DOCUMENT EXCERPT:
_ _ _ _
Paying for a second or third tier college

Anonymous
We were clear from the beginning of list making in 11th, after we had already toured several and knew the basic chances from our Private School dean of college admissions:
We had a list of about 30 schools that can roughly be described as privates within the
Top30 universities or Top15 LAC (ranked based on SAT range pre-test optional as well as grad rate and class sizes), plus T5 OOS public options only.
We said we would pay for any of the ones on that list over in-state flagship. We added two more safeties as backups to the backups and were quite clear we would not pay for them unless that is all they got into.
Kid did not going to go unless that was all they got into, everyone was on the same page.
Among that T30/T15 list they picked wherever they wanted from their admits, not up to us.
Anonymous
I haven’t read all the responses, but I agree with you. Our second kid is smart like first child, but doesn’t work hard (i.e., bare minimum). It isn’t worth it to us to pay top dollar for some lesser rank, uber expensive school when our state school has a great reputation. If kid buckles down, there will be more money for grad school.

College is too expensive not to think of return of investment.
Anonymous
Anonymous wrote:
Anonymous wrote:That works only if the state school has a good reputation for that specific major, OP. My kid is in International Affairs. At UMD, where he was accepted, he would have had to cobble together the classes he wanted. He went to GWU instead, which is known for IA. We can afford it.
_ _ _ _
GIVEN INFORMATION:
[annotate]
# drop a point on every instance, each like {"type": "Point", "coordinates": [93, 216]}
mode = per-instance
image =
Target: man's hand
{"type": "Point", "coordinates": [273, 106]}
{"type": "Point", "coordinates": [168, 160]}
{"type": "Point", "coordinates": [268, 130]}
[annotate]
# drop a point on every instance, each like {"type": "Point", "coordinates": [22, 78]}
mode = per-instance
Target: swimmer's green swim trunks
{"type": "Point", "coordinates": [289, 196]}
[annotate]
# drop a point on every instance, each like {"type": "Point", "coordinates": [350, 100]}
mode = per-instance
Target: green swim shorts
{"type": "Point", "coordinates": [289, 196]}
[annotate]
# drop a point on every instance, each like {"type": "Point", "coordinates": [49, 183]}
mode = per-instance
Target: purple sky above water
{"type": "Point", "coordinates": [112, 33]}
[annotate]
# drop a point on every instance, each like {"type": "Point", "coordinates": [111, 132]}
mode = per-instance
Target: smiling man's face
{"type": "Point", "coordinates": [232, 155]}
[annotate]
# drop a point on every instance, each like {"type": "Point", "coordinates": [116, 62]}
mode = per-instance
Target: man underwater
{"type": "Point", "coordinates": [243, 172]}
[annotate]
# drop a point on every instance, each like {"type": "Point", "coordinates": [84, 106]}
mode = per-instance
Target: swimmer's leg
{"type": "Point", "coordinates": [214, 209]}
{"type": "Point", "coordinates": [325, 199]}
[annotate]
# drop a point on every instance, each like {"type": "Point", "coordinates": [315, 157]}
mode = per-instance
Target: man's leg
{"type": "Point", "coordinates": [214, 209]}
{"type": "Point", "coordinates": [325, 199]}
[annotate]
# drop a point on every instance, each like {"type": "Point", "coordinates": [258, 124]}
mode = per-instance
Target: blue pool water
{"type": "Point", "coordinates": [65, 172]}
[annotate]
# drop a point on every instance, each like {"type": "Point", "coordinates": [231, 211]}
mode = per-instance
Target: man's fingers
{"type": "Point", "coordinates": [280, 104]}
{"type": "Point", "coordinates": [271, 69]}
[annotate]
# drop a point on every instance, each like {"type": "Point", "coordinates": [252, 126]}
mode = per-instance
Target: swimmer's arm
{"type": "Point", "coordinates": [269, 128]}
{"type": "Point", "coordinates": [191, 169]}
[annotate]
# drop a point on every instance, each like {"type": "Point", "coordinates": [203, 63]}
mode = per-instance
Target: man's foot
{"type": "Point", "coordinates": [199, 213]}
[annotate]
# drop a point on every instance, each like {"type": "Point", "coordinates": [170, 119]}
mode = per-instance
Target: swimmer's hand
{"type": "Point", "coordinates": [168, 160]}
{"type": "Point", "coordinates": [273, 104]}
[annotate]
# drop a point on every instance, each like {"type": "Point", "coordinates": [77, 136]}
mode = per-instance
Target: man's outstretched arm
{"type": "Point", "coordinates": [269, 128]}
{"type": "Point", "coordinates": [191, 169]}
_ _ _ _
REQUIRED TASK 1:
Answer these from the college-payment thread:
(a) About how many schools were on the first poster's list?
(b) How does the second poster describe the second kid's work habits?
(c) Which school did the International Affairs student attend instead of UMD?
REQUIRED TASK 2:
In the college-payment thread, why did the International Affairs student choose GWU over UMD?

RESULT 1:
(a) About 30 schools.
(b) The second kid doesn't work hard and does the bare minimum.
(c) GWU.

RESULT 2:
At UMD, he would have had to cobble together the classes he wanted, while GWU is known for International Affairs. The family could also afford it.